§ **CHALLENGE**
Convert the stretch from the start of the records through the line containing "429], [169, 469]]" into a numbered list with one line per item, skipping any blank lines, and include nothing beyond that stretch.

--------------------------------------------------

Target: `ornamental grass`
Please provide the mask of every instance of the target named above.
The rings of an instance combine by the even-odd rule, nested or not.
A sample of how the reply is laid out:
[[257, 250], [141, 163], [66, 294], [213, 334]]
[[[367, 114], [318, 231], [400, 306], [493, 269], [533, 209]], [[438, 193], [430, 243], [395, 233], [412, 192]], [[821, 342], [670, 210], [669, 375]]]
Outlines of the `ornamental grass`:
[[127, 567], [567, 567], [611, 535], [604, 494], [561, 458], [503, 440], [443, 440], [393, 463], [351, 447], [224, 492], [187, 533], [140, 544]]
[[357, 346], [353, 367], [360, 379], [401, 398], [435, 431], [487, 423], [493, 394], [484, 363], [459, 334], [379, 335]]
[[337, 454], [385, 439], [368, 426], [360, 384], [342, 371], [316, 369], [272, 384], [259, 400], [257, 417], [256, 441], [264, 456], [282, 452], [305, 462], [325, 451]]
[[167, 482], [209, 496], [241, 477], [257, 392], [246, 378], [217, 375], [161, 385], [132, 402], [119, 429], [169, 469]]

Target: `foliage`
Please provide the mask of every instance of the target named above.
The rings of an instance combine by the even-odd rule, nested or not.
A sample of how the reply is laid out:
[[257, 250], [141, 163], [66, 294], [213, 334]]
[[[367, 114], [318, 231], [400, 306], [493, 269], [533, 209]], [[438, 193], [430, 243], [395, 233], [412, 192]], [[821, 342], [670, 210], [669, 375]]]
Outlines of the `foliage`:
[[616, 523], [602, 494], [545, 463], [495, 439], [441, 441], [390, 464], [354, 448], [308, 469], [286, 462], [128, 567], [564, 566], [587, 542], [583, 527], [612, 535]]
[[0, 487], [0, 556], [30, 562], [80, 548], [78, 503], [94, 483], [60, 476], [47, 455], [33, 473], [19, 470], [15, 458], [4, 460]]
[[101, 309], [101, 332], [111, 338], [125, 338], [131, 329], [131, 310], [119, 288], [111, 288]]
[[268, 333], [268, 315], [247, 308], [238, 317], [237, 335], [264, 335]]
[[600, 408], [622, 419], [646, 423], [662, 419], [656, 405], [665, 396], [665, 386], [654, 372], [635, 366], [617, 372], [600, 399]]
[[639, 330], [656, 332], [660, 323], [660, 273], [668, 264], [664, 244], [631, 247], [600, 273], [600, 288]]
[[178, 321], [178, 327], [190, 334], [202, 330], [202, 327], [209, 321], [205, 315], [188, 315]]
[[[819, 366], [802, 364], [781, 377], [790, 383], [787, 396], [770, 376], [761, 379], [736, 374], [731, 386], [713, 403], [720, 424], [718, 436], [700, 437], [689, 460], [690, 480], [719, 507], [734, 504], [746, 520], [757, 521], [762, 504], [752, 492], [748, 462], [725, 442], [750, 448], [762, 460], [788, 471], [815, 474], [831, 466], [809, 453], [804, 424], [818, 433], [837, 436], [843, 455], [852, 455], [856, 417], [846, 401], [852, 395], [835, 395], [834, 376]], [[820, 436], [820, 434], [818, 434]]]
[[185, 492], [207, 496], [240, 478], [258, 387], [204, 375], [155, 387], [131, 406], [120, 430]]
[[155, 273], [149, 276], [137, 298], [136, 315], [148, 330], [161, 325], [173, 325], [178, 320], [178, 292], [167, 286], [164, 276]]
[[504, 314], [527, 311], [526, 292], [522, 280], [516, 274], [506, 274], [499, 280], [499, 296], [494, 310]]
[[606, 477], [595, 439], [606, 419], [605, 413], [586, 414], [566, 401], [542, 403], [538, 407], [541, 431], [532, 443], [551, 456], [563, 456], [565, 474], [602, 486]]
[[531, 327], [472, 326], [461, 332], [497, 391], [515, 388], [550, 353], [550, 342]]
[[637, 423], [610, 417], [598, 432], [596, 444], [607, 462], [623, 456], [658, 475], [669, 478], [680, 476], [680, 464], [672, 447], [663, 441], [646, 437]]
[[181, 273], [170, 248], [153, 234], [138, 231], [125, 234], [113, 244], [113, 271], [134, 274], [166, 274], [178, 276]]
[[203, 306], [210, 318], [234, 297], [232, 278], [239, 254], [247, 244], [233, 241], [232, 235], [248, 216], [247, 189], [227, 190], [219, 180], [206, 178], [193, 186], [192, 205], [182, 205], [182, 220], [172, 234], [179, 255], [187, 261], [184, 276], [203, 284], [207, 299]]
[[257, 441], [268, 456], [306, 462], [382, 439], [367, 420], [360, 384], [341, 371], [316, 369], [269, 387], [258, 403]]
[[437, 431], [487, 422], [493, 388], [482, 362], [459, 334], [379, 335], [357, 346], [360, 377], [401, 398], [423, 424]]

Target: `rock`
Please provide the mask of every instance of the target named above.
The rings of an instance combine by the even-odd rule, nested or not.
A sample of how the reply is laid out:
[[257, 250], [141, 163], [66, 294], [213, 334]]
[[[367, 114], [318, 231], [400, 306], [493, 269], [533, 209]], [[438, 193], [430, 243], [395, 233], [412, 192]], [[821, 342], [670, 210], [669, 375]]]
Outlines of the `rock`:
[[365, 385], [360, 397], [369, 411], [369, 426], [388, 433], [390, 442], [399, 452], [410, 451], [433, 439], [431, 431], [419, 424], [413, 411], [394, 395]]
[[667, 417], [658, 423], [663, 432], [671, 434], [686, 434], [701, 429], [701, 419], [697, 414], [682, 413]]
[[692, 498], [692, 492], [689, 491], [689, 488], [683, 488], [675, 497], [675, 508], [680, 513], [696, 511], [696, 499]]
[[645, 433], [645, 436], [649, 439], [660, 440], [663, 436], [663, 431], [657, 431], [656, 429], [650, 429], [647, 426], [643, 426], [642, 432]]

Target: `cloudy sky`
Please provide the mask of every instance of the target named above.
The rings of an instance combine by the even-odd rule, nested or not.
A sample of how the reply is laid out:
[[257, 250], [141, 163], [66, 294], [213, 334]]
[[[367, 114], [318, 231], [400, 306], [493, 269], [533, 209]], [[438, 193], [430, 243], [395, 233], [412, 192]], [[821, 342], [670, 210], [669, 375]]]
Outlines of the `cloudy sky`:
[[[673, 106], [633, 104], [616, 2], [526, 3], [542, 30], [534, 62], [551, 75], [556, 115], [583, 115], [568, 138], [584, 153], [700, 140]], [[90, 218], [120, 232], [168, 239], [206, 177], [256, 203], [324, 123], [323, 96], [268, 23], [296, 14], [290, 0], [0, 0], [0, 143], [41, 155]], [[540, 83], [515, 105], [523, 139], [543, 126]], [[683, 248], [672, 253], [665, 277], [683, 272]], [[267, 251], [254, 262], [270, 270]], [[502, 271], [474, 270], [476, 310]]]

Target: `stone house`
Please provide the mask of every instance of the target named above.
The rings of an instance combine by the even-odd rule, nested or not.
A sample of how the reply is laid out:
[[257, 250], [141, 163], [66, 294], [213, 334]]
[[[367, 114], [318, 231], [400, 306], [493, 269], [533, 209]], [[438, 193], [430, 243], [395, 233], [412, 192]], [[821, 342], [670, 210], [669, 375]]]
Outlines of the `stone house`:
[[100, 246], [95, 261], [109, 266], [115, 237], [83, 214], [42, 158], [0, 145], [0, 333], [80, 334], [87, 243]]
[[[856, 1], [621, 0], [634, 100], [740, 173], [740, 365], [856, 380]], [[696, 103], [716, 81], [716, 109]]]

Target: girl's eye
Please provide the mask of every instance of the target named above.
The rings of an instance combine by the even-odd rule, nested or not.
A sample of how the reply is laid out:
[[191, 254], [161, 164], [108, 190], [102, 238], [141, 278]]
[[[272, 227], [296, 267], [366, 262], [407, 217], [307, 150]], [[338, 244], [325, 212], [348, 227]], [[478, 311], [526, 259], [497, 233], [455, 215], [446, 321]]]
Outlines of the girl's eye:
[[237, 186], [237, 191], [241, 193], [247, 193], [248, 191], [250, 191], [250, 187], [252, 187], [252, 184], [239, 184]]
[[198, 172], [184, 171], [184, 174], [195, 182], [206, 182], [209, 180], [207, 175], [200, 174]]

--------------------------------------------------

§ **THE RESULT**
1. Target: `ornamental grass`
2. Please provide the mask of every instance of the target named above.
3. The rings of an instance combine by the even-odd rule, nested or not.
4. A sample of how the reply is laid out:
5. [[257, 250], [141, 163], [66, 294], [213, 334]]
6. [[[367, 114], [318, 231], [400, 306], [493, 269], [533, 209]], [[438, 193], [430, 243], [395, 233], [412, 192]], [[821, 342], [670, 210], [669, 375]]]
7. Outlines of the `ornamental grass`:
8. [[127, 567], [567, 567], [611, 535], [604, 494], [561, 458], [503, 440], [443, 440], [393, 463], [351, 447], [224, 492], [187, 533], [140, 544]]
9. [[357, 346], [353, 367], [360, 379], [401, 398], [435, 431], [487, 423], [493, 394], [484, 363], [459, 334], [379, 335]]
10. [[337, 454], [385, 439], [368, 426], [360, 384], [342, 371], [316, 369], [272, 384], [259, 400], [257, 417], [256, 441], [264, 456], [282, 452], [305, 462], [325, 451]]
11. [[167, 482], [209, 496], [241, 477], [257, 392], [246, 378], [217, 375], [161, 385], [132, 402], [119, 429], [169, 469]]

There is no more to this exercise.